### EXERCISE DIRECTIONS
In the passage on pride below, list each thing that a sentence beginning "Pride will keep you from" says pride keeps you from.
[DOCUMENT TEXT — start]
Pride actually holds us back from having an accurate understanding of who we are, whether you think too highly of yourself or too lowly of yourself. And it will actually block you from living out God’s purposes and plans for your life. Pride will keep you from asking for help when you really need it.
Pride will keep you from acknowledging God in your life. In fact, if there is anybody here or anybody listening to this, and you generally believe in God, but have not taken the step of faith to follow after Jesus and you’ve just sort of been straddling the fence for a long time, can I just very lovingly say, “That’s pride.”
Pride will keep you from God, and it is our Achilles heel. If we don’t get a handle on it, call it for what it is, sooner or later it will ultimately bring us down.
Now at this point, you might have a couple of questions. And one of the questions, as I’ve already alluded to, is you might be sitting there going, “Really, what’s wrong with pride?” And maybe you have even thought pride was a good thing, because you’ve equated pride with self-confidence. Listen, those are not the same.
[DOCUMENT TEXT — finish]
[INFORMATION PROVIDED — start]
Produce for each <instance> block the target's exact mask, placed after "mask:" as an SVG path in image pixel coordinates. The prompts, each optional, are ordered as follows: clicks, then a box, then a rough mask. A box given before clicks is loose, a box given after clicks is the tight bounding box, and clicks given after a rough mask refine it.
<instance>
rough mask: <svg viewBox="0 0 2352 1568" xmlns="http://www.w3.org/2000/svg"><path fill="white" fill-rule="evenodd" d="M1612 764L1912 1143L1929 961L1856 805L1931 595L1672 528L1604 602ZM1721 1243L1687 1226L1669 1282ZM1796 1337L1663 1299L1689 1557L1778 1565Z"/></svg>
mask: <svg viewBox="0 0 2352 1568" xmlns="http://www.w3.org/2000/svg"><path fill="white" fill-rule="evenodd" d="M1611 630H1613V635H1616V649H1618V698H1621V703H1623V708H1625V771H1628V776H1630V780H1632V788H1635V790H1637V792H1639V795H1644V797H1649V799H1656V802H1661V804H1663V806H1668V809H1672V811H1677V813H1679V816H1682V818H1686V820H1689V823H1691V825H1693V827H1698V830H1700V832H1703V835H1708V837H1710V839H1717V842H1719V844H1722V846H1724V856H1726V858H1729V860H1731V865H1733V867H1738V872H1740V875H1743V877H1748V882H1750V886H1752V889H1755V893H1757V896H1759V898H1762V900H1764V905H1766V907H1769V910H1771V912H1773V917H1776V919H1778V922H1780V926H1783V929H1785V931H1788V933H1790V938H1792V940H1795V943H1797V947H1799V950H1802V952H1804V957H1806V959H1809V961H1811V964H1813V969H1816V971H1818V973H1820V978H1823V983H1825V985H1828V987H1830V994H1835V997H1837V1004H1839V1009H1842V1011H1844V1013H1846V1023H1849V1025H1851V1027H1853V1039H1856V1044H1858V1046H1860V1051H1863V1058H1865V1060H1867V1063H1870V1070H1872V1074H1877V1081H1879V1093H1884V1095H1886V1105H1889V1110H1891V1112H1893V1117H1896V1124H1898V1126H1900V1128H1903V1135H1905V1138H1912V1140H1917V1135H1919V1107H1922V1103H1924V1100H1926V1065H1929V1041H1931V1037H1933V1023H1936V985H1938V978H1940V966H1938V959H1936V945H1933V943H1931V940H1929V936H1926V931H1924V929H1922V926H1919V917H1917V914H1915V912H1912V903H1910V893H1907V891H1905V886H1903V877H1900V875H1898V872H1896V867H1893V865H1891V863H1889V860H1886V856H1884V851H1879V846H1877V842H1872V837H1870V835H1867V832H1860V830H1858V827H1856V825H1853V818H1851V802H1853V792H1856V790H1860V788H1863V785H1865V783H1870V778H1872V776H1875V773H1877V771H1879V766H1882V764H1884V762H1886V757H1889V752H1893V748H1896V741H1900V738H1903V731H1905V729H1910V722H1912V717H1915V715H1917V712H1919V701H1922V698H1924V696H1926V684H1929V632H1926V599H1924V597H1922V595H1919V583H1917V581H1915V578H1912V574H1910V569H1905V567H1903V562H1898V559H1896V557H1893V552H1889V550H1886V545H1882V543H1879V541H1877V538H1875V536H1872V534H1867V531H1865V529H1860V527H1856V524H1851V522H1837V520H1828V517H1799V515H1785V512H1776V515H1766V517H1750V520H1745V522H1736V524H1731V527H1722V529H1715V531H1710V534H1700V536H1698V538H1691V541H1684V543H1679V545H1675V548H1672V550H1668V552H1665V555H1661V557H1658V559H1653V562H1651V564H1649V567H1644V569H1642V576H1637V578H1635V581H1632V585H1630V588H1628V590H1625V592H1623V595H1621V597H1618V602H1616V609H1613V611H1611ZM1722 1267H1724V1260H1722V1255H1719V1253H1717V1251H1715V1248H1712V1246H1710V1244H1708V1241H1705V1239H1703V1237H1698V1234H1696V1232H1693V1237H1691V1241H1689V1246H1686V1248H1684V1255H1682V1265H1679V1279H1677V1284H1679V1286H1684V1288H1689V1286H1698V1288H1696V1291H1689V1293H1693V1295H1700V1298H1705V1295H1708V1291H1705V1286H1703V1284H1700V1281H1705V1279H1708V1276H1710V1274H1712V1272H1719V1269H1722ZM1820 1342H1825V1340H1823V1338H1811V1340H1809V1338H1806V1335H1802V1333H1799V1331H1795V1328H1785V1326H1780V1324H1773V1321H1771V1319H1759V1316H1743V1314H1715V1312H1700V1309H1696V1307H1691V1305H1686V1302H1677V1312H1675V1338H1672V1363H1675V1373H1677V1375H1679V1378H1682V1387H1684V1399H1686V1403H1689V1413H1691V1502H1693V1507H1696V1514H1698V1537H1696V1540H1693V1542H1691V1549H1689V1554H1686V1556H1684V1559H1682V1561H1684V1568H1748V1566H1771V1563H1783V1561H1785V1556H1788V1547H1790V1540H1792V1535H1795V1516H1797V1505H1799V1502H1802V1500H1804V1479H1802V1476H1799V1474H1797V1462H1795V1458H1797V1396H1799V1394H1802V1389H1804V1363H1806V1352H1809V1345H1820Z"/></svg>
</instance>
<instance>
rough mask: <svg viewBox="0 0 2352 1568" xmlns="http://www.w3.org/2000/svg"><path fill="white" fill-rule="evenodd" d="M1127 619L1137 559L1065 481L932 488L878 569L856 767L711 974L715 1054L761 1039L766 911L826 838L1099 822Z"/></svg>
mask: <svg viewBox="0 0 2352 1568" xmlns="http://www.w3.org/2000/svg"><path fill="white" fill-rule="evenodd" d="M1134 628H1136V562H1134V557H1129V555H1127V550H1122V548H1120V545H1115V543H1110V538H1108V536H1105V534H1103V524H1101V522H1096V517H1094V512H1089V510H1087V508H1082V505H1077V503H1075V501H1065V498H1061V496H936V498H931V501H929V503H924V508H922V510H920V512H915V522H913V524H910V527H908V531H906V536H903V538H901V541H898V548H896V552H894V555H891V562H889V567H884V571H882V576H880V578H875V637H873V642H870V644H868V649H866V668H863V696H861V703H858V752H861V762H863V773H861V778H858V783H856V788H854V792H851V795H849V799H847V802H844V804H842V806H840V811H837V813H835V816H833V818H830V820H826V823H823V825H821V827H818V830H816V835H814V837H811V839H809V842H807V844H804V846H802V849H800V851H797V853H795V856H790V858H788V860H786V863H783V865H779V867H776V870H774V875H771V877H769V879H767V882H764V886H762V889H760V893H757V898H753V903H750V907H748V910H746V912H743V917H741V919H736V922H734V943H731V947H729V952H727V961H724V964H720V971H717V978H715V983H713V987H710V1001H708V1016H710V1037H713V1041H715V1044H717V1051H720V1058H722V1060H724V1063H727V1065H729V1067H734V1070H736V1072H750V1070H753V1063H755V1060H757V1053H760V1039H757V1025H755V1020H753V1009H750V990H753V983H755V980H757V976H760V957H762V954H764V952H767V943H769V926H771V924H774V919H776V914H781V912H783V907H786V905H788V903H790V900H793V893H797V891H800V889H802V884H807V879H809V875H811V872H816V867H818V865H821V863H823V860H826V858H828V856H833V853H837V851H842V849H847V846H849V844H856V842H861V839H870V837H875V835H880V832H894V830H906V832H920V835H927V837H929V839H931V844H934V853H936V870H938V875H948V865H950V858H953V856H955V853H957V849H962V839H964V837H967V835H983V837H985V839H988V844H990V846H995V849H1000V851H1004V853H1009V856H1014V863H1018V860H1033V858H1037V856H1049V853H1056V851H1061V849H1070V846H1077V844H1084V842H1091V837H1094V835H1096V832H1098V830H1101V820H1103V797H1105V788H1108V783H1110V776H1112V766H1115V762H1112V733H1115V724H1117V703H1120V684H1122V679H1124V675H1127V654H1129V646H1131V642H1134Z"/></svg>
[INFORMATION PROVIDED — finish]
### TASK RESPONSE
- Asking for help when you really need it
- Acknowledging God in your life
- God